**Records to use:**
_ _ _ _

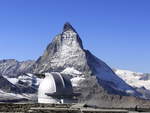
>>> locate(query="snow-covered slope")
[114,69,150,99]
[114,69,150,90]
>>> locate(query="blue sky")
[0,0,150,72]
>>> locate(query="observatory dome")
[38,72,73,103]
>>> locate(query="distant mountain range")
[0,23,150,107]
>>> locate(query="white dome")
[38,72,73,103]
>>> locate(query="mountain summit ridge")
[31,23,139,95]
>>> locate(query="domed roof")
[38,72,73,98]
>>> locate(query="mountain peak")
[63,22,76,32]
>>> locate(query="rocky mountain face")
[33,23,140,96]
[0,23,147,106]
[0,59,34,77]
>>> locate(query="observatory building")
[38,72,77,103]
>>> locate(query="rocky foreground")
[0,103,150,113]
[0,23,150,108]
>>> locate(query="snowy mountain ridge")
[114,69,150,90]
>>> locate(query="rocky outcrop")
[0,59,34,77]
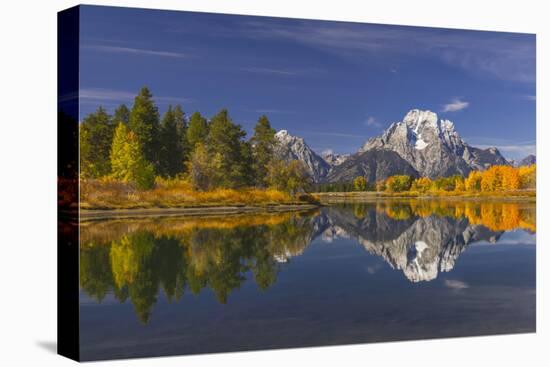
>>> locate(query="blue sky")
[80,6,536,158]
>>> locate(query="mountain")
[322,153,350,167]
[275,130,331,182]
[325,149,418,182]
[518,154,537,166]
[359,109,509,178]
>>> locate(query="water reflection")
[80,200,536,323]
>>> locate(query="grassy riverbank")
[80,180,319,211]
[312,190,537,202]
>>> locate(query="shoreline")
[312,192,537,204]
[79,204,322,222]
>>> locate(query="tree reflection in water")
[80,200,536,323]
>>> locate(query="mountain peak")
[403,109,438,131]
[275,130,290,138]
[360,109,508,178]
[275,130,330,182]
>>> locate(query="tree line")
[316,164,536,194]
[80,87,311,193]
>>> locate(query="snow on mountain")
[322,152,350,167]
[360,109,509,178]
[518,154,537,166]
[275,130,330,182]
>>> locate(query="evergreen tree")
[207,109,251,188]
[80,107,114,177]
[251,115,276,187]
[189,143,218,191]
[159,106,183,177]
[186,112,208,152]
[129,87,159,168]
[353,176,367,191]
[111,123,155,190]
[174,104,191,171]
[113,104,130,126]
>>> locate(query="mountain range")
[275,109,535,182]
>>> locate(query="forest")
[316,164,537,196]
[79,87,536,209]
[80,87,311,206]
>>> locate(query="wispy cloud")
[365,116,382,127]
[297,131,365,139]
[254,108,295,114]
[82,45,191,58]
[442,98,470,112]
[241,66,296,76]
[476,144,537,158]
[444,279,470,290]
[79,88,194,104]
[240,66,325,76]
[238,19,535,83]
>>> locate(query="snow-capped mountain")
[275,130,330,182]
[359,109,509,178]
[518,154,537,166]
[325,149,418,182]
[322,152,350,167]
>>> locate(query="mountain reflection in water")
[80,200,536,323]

_ _ _ _

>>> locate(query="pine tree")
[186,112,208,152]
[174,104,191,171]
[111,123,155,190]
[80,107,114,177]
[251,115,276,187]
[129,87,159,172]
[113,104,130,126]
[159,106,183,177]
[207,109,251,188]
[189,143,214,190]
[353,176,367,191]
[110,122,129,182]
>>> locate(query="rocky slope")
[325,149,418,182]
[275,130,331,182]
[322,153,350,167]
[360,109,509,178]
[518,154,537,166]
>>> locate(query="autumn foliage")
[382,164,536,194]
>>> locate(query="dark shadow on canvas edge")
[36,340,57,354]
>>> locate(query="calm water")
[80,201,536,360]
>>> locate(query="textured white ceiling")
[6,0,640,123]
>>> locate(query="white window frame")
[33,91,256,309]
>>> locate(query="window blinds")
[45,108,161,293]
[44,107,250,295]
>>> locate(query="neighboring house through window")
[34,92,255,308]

_ _ _ _

**What you are asked to do:**
Pull out each line of the items above that contains the word "ridge", and copy those lines in the order in which they appear.

**Finished answer:**
>>> locate(query="mountain summit ridge")
>>> locate(query="snowy mountain ridge")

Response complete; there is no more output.